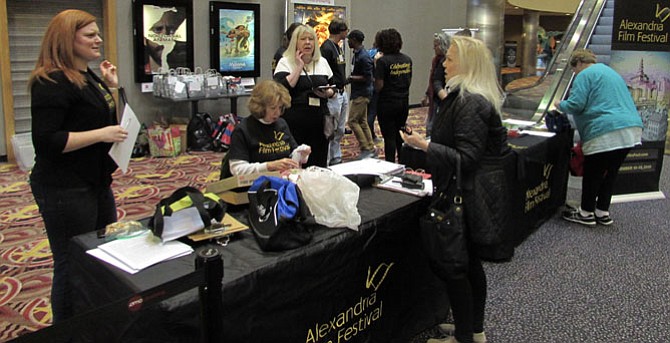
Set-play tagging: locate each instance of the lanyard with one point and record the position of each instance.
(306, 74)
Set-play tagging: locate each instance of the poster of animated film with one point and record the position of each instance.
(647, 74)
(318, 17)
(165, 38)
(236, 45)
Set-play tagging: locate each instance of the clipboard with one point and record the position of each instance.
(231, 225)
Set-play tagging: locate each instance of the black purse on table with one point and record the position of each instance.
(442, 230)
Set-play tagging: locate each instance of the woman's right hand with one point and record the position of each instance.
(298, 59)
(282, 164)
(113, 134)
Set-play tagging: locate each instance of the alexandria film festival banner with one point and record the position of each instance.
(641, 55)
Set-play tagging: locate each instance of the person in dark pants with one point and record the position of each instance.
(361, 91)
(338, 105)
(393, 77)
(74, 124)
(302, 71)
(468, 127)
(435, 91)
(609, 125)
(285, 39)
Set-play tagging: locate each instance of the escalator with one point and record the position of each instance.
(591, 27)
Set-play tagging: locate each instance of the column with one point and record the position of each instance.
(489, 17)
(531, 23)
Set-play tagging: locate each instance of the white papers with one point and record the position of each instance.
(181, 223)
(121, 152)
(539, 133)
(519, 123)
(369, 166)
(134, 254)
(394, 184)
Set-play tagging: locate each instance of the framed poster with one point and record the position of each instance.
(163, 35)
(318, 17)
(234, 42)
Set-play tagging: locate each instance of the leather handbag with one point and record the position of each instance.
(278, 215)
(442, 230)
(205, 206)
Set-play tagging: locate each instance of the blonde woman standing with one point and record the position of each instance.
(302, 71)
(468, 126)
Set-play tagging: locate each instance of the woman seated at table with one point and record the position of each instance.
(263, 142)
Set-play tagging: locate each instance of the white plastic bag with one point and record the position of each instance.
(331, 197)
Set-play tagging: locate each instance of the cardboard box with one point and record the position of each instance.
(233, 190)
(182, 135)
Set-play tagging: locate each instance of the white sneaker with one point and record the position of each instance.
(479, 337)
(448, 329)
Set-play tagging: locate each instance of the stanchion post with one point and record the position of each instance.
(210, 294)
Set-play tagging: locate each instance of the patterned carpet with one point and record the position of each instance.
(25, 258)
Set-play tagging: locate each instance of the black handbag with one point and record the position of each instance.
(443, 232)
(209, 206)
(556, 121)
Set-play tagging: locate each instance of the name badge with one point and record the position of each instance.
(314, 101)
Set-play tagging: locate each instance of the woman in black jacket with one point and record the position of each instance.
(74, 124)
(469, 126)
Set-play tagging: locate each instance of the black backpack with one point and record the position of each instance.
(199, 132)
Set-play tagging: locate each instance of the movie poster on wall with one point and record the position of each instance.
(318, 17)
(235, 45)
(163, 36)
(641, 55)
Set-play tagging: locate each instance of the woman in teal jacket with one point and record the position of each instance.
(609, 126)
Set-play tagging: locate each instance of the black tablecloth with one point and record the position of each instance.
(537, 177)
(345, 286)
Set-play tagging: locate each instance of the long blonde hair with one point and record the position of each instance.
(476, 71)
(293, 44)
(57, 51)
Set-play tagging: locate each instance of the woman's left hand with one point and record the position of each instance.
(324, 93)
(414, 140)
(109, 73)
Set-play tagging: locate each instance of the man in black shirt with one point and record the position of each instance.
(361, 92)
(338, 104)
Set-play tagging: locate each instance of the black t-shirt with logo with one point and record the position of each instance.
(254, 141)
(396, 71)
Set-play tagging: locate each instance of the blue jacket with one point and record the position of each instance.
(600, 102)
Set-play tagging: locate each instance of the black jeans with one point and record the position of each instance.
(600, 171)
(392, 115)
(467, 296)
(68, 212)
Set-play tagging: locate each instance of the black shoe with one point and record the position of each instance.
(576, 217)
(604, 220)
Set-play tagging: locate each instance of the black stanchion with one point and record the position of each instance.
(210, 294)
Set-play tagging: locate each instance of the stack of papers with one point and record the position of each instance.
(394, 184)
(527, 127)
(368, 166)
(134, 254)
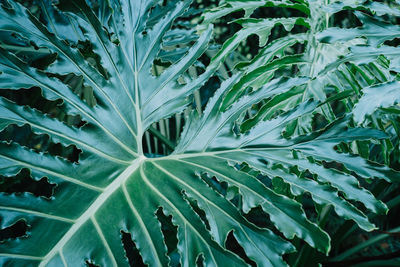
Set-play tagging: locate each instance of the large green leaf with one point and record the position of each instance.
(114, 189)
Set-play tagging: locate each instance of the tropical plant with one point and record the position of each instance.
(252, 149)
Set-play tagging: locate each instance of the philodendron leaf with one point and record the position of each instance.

───

# Requirements:
In the material, from the line with "Set-play tagging: locate each instance of the tropical" through the end, replace "philodendron leaf" with "monstera leaf". Give back only those lines, with everything else unchanged.

# Result:
Set-play tagging: locate each instance of the tropical plant with one point and record the position of each instance.
(252, 149)
Set-play tagging: locate each instance of the monstera leaf with one point and record the position of each instance.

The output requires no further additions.